Data supplied –
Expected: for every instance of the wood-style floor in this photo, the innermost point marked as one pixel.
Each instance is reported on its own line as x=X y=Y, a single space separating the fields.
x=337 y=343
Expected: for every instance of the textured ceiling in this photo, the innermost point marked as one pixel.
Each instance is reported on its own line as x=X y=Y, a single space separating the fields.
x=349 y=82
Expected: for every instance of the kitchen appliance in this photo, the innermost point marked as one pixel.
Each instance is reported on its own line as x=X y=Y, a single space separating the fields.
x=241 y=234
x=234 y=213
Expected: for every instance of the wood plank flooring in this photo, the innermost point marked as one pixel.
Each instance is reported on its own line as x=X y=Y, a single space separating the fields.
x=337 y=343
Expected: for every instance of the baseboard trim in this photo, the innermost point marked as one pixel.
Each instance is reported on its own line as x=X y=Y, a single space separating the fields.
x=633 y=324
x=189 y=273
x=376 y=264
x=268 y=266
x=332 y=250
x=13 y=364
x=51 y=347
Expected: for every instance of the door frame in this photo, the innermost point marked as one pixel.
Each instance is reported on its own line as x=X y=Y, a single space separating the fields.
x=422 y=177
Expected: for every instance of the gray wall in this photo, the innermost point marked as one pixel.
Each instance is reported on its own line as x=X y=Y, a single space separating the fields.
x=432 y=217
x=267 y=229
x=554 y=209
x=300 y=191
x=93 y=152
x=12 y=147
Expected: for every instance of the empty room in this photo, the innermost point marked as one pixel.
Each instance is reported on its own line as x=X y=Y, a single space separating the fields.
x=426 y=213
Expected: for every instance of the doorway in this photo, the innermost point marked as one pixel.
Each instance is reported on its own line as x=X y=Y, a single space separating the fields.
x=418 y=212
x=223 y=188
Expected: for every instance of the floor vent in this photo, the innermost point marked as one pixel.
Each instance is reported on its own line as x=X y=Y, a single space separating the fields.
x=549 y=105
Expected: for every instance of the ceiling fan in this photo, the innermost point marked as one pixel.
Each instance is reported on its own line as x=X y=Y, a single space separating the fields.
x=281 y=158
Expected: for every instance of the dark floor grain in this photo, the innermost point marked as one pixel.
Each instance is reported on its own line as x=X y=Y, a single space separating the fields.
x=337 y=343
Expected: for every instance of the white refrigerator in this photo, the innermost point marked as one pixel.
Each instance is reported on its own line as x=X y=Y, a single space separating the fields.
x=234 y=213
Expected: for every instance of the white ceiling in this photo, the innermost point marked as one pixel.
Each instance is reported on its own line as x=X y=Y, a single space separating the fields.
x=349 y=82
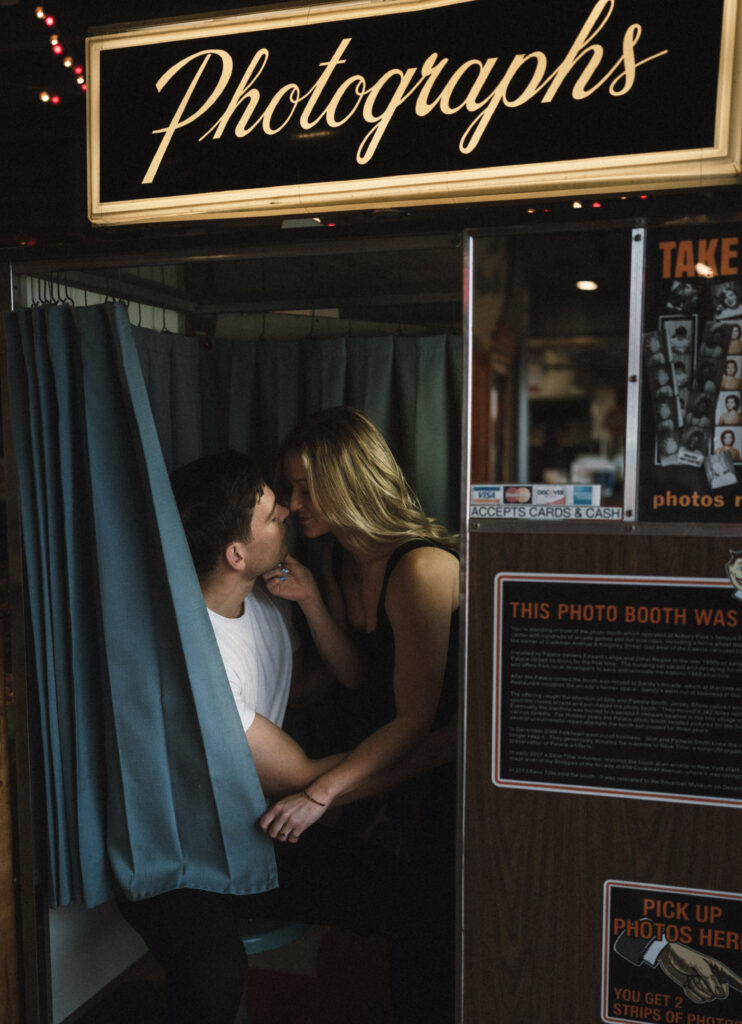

To be done – Edit the material above so that every "innermost point" becomes "central point", keeping all other wording and the coordinates the same. Leave the picture out of your version.

Result below –
Expected: for every instance of the wood-style floor in this photo, the central point marked as one pixel.
Each instance is reported on its own line as x=X y=Y, a single space separating the fields.
x=337 y=343
Expected: for every instance of the textured ceiling in this photo, the central point marked as one pixel.
Each instance is reported on its own line as x=X y=Y, a single space separating the fields.
x=349 y=82
Expected: for every instance of the kitchen appliance in this photo, the central point marked as one pixel.
Each instance is reported on its own line as x=X y=Y, a single space separating the fields.
x=241 y=234
x=234 y=213
Expected: for every instance of the wood plank flooring in this photo, the central point marked as one pixel.
Each instance is reported on its own line as x=X y=Y, a single space separating the fields.
x=337 y=343
Expected: for every instance of the baseboard trim in this photo, the central point marked as one pixel.
Each instance is reported on its own line as x=X y=Y, a single space separating the fields.
x=633 y=324
x=189 y=273
x=376 y=264
x=268 y=266
x=332 y=250
x=13 y=364
x=51 y=347
Expected: for every instance of the door frame in this photo, the central point marked as one pixel.
Each instance is reported on its own line as x=X y=Y, a single space separating the fields.
x=422 y=177
Expected: for every instance of the gray wall in this photo, the central point marked as one pixel.
Each instance is reported on its own line as x=X y=Y, a single space separating the fields.
x=432 y=217
x=267 y=229
x=554 y=209
x=300 y=191
x=93 y=152
x=12 y=147
Expected: for every instance of the empty room in this photo, the central point marked as one pixel.
Each instance is reported on its own line as x=X y=Y, a single space separating the fields.
x=426 y=213
Expected: for every instance of the doorway in this photo, the central point marked as one pixel.
Each instance is reported on its own line as x=X y=Y, a single space separating the fields.
x=418 y=212
x=223 y=188
Expected: for every instance of the floor vent in this photo, the central point marked as one pixel.
Each instance is reported on its own line as x=X y=Y, a single space separating the fields.
x=549 y=105
Expected: for every instance of the ceiling fan in this photo, the central point marked as one pixel.
Each instance is reported on its own line as x=X y=Y, a single space separating the fields.
x=281 y=158
Expected: for every instance of the dark floor grain in this photo, the central point marked as one pixel.
Each instance is reported on its own line as x=X y=Y, a single space separating the fields.
x=337 y=343
Expected: for every instance of the white refrigerator in this photo, the central point marked as one pixel.
Each instance is reported on its own line as x=X y=Y, a single space separating the fields.
x=234 y=213
Expected: for every instance of the white ceiling in this photo, the central point marked as one pixel.
Each instance is reported on its own line as x=X y=Y, a single space separating the fields.
x=349 y=82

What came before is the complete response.